To-do list ::
1) Answer these questions about the film reviews:
(a) Which film does the first review hold up as much better?
(b) What is the occupation of the older man in the story set in Caracas?
(c) In the world of The Lobster, within how many days must a single person remarry to avoid being turned into an animal?
2) Reproduce word for word the stretch of the film reviews from "A summer piffle" through "didn’t change this.".

Supplied text ::

-- begin --

A summer piffle – watchable mainly because it was French. Nothing was believable, or terribly charming, if that was the justification. Two young boys on an adventure, but it didn’t make us care about them or identify with any of their experiences. How much better was Mud, for example.
For me, this was too much of the same thing. It was beautifully shot – one of those films you remember as black-and-white, even though it was in color, with every other shot framed like a painting, a Vermeer or Hammershoi or Tooker. The lead actress was easy on the eyes, but the nuns all looked the same and the attempts to differentiate their stories didn’t amount to anything dramatically. When I saw the trailer I felt I’d seen the whole movie, and seeing the whole movie didn’t change this.
I was left totally blank – which, not coincidentally, was the main character’s only expression – by this story of an older dental technician in Caracas who picks up young men for his sexually deviate purposes and doesn’t mind being beaten up, rejected and exploited. Then at the end he maybe manipulates his young charge into killing the man’s father, but for what reason we’re never told. And then he turns the young man in. Nothing made sense or was particularly enjoyable to watch – compared, say, to Viva, which had a similar setting.
Just as art can be abstract or surrealistic as well as realistic, there’s no reason a movie can’t deviate from realism into an alternate world such as this, where people are not allowed to remain single and if they do not remarry in 45 days will be transformed into an animal of their choice. (Isn’t that sort of like what Hindus believe?) The characters in The Lobster inhabited this world quite convincingly and human nature remained eminently recognizable. I enjoyed that director Yorgos Lanthimos used actors from Ireland, England, Greece, France and America as his leads to give a universal flavor to the strange world. If there was a moral – something about love or marriage – I couldn’t quite make sense of it.

-- end --

Recorded data ::
-- begin --

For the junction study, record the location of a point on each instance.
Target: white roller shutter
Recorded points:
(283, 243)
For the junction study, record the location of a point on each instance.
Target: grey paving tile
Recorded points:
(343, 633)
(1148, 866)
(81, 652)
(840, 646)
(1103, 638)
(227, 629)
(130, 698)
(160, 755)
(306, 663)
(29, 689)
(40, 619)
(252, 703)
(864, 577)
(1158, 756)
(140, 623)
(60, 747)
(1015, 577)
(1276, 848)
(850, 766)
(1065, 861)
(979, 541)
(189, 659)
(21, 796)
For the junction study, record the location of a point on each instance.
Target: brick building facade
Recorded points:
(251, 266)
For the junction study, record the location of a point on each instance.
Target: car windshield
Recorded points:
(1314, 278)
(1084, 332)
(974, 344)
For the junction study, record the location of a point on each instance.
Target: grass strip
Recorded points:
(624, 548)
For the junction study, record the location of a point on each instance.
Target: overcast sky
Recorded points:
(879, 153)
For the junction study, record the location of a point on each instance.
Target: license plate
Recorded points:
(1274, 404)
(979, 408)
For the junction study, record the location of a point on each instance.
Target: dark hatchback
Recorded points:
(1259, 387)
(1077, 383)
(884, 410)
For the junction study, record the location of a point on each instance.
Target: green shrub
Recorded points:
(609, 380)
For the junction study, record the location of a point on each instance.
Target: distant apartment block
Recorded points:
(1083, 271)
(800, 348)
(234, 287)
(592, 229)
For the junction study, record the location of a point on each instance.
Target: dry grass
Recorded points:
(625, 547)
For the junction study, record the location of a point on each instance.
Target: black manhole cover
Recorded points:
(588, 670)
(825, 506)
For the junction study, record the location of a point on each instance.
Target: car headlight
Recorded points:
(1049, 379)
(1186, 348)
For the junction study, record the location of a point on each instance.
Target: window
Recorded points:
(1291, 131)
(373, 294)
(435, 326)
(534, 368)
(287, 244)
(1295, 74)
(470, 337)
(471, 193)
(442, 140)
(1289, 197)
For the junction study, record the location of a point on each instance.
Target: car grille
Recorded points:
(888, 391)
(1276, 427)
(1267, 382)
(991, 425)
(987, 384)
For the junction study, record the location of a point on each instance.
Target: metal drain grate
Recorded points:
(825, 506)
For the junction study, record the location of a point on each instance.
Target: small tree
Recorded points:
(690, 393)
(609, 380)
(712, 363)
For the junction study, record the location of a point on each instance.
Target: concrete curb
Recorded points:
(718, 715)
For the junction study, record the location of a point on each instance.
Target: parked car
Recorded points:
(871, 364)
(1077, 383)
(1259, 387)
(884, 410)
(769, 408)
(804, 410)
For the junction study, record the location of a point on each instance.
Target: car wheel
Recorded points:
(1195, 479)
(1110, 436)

-- end --

Answers to the problems ::
1)
(a) Mud
(b) Dental technician
(c) 45 days

2)
A summer piffle – watchable mainly because it was French. Nothing was believable, or terribly charming, if that was the justification. Two young boys on an adventure, but it didn’t make us care about them or identify with any of their experiences. How much better was Mud, for example.
For me, this was too much of the same thing. It was beautifully shot – one of those films you remember as black-and-white, even though it was in color, with every other shot framed like a painting, a Vermeer or Hammershoi or Tooker. The lead actress was easy on the eyes, but the nuns all looked the same and the attempts to differentiate their stories didn’t amount to anything dramatically. When I saw the trailer I felt I’d seen the whole movie, and seeing the whole movie didn’t change this.